Please retype all of the records below word for word, leaving the pictures out.

----

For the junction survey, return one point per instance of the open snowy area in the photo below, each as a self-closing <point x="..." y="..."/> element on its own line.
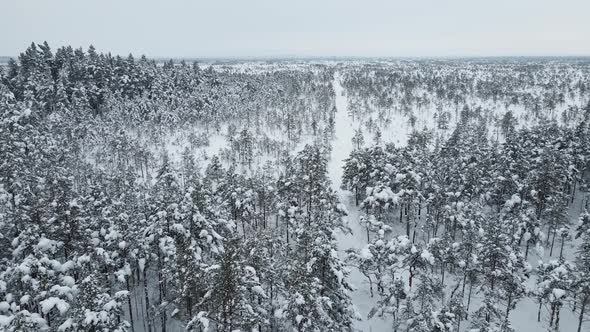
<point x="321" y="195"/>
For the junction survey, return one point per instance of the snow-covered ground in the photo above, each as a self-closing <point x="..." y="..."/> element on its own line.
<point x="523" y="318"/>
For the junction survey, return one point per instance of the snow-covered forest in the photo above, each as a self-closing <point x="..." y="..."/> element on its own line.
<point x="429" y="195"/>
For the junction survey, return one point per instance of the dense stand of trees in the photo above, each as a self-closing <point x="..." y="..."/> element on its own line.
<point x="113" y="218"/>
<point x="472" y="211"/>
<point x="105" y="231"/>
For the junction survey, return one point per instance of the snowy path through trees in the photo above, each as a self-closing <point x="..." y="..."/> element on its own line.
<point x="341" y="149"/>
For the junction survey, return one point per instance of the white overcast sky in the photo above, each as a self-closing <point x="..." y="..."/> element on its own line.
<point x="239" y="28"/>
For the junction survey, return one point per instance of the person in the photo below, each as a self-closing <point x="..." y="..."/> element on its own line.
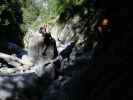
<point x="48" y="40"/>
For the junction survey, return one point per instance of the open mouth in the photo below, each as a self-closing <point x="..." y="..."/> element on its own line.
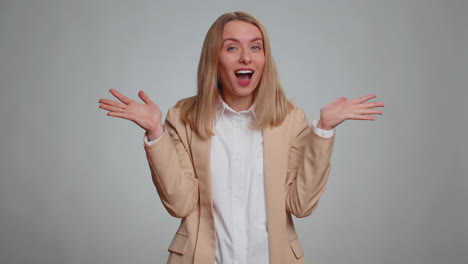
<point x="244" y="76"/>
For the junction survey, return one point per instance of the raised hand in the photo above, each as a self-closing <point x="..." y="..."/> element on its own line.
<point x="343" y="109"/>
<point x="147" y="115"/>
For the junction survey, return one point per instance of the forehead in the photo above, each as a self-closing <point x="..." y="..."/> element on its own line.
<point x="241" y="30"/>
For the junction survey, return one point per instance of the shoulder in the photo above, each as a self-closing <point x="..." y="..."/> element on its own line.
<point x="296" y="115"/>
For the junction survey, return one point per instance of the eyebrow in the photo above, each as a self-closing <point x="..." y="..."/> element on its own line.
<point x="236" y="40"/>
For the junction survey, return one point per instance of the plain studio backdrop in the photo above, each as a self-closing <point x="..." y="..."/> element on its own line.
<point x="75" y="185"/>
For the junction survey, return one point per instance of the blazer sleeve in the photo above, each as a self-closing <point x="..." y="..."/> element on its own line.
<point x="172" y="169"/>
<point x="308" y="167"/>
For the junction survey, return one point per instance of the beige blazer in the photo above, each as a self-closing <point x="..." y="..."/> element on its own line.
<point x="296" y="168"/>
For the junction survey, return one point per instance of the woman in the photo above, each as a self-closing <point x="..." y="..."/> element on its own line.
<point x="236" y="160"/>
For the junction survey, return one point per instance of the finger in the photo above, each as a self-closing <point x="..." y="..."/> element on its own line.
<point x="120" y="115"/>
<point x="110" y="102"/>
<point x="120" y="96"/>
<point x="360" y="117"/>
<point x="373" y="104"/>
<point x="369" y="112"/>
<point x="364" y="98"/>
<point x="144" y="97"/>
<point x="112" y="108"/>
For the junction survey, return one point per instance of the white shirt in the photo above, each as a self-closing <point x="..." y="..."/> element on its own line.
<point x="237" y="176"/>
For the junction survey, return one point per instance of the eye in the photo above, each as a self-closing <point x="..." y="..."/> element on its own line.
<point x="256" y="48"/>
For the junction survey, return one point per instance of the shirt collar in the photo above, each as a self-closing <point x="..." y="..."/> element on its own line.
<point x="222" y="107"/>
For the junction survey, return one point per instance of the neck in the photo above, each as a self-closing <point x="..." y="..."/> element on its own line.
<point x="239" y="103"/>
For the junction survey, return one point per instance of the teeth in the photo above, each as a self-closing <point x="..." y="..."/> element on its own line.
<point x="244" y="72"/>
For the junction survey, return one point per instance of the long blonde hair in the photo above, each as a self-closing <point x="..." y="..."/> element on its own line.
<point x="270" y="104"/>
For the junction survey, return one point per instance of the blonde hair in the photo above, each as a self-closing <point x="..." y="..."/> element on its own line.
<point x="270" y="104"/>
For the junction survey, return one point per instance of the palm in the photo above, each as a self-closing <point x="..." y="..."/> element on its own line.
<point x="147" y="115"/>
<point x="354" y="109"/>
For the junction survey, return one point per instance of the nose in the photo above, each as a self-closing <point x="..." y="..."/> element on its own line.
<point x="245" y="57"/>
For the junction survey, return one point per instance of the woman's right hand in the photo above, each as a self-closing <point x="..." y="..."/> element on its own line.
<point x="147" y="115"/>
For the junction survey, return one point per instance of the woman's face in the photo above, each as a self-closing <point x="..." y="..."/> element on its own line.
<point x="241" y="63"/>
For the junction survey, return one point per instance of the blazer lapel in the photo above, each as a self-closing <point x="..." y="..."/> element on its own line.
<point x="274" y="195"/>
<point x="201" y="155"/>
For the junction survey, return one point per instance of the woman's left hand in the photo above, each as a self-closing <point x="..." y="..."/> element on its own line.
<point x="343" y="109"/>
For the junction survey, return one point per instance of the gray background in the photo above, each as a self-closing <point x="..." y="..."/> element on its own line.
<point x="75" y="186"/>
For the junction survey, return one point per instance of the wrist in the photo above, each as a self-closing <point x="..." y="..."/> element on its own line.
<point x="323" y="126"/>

----

RESULT:
For the junction survey, return one point per instance of the open snowy area in the photo below, each as a self-closing <point x="..." y="..."/> element on its own line.
<point x="321" y="195"/>
For the junction survey, return one point per instance of the snow-covered ground in the photo above, each as a self-closing <point x="..." y="..."/> element on its own line.
<point x="523" y="318"/>
For the junction survey, return one point per instance of the snow-covered forest in the photo above, each as a self-closing <point x="..." y="..."/> element on its own line.
<point x="429" y="195"/>
For the junction survey, return one point per instance of the dense stand of trees in the photo above, each as a self-closing <point x="..." y="..."/> element on its own line.
<point x="113" y="218"/>
<point x="472" y="211"/>
<point x="105" y="231"/>
For the junction survey, return one point per instance of the snowy path through trees in the photo above, each as a self-closing <point x="..." y="..."/> element on its own line.
<point x="341" y="149"/>
For the junction survey, return one point per instance of the white overcast sky in the photo above, each as a self-closing <point x="..." y="..."/> element on its own line.
<point x="239" y="28"/>
For the junction survey, return one point per instance of the person in the photo below, each as a self-closing <point x="..." y="..."/> element on its own line.
<point x="48" y="40"/>
For the junction survey, return one point per instance of the open mouth in the photo below, each as a self-closing <point x="..." y="..."/> element on its own line.
<point x="244" y="76"/>
For the junction survey, return one point per instance of the raised hand in the photo above, each as a self-closing <point x="..." y="..."/> element on its own line.
<point x="343" y="109"/>
<point x="147" y="115"/>
For the junction survey, return one point per instance of the forehead in the photo above, each as a self-closing <point x="..." y="..."/> element on its own line.
<point x="241" y="30"/>
For the junction survey, return one point per instance of the shoulder in the photo above, each as a self-closing <point x="..." y="..."/> element on its own line.
<point x="296" y="115"/>
For the junction survey, return one point per instance of the eyebrow in the photo above, each as a self-closing <point x="..." y="..."/> element on its own line.
<point x="236" y="40"/>
For the junction survey, return one point per instance of the plain studio backdrop in the photo above, each as a self-closing <point x="..." y="..."/> element on its own line.
<point x="75" y="185"/>
For the junction survey, return one point per instance of the blazer sleeve in the photo above, each as a self-closing <point x="..." y="..."/> element on its own line.
<point x="172" y="169"/>
<point x="308" y="167"/>
For the junction survey, return one point per instance of the beige blazer in the photo above, each as a self-closing <point x="..." y="..."/> element on its own line.
<point x="296" y="168"/>
For the junction survey, return one point per instance of the woman in the photo above, each as a self-closing <point x="..." y="..."/> element on its own line.
<point x="236" y="160"/>
For the junction survey, return one point per instance of the finger in the photo above, each as a self-closing <point x="..." y="..."/> element on its own line.
<point x="120" y="115"/>
<point x="110" y="102"/>
<point x="120" y="96"/>
<point x="360" y="117"/>
<point x="373" y="104"/>
<point x="369" y="112"/>
<point x="364" y="98"/>
<point x="144" y="97"/>
<point x="112" y="108"/>
For the junction survey, return one point per instance of the white shirt in the photo above, each as a self-closing <point x="..." y="..."/> element on its own line.
<point x="237" y="176"/>
For the junction survey, return one point per instance of the eye in the photo above, each as a self-closing <point x="..." y="..."/> element on its own line.
<point x="256" y="48"/>
For the junction survey, return one point per instance of the shirt collar in the photo above, each as a self-closing <point x="..." y="..."/> element on its own line.
<point x="222" y="107"/>
For the junction survey, return one point per instance of the neck in the photo above, each as a self-closing <point x="..." y="..."/> element on its own line.
<point x="239" y="103"/>
For the junction survey, return one point per instance of the teeth in the photo above, each as a self-closing <point x="..." y="..."/> element on its own line.
<point x="244" y="72"/>
For the junction survey, return one point per instance of the long blonde hair in the photo above, each as a self-closing <point x="..." y="..."/> element on its own line.
<point x="270" y="104"/>
For the junction survey, return one point per instance of the blonde hair in the photo above, each as a self-closing <point x="..." y="..."/> element on its own line.
<point x="270" y="104"/>
For the junction survey, return one point per instance of the palm in the photo above, each as a self-closing <point x="..." y="..."/> element on its own line.
<point x="147" y="115"/>
<point x="354" y="109"/>
For the junction survey, return one point per instance of the nose in the photo above, each as a self-closing <point x="..." y="..."/> element on its own line.
<point x="245" y="57"/>
For the junction survey, return one point per instance of the woman's right hand in the photo above, each as a self-closing <point x="..." y="..."/> element on its own line.
<point x="147" y="115"/>
For the junction survey, return one point per instance of the woman's face in the photo above, each as a self-closing <point x="..." y="..."/> element on its own line.
<point x="241" y="63"/>
For the junction survey, return one point per instance of the blazer lapel in the photo above, each as a self-closing <point x="..." y="..."/> element on its own line.
<point x="274" y="195"/>
<point x="201" y="155"/>
For the junction survey, return one point per instance of the woman's left hand in the photo above, each as a self-closing <point x="..." y="..."/> element on its own line.
<point x="343" y="109"/>
For the junction survey, return one point per instance of the gray background in the photo above, each as a self-closing <point x="..." y="..."/> element on its own line.
<point x="75" y="186"/>
For the junction survey, return one point per instance of the wrist in the photo above, each as a self-closing <point x="..." y="..."/> element on its own line.
<point x="323" y="126"/>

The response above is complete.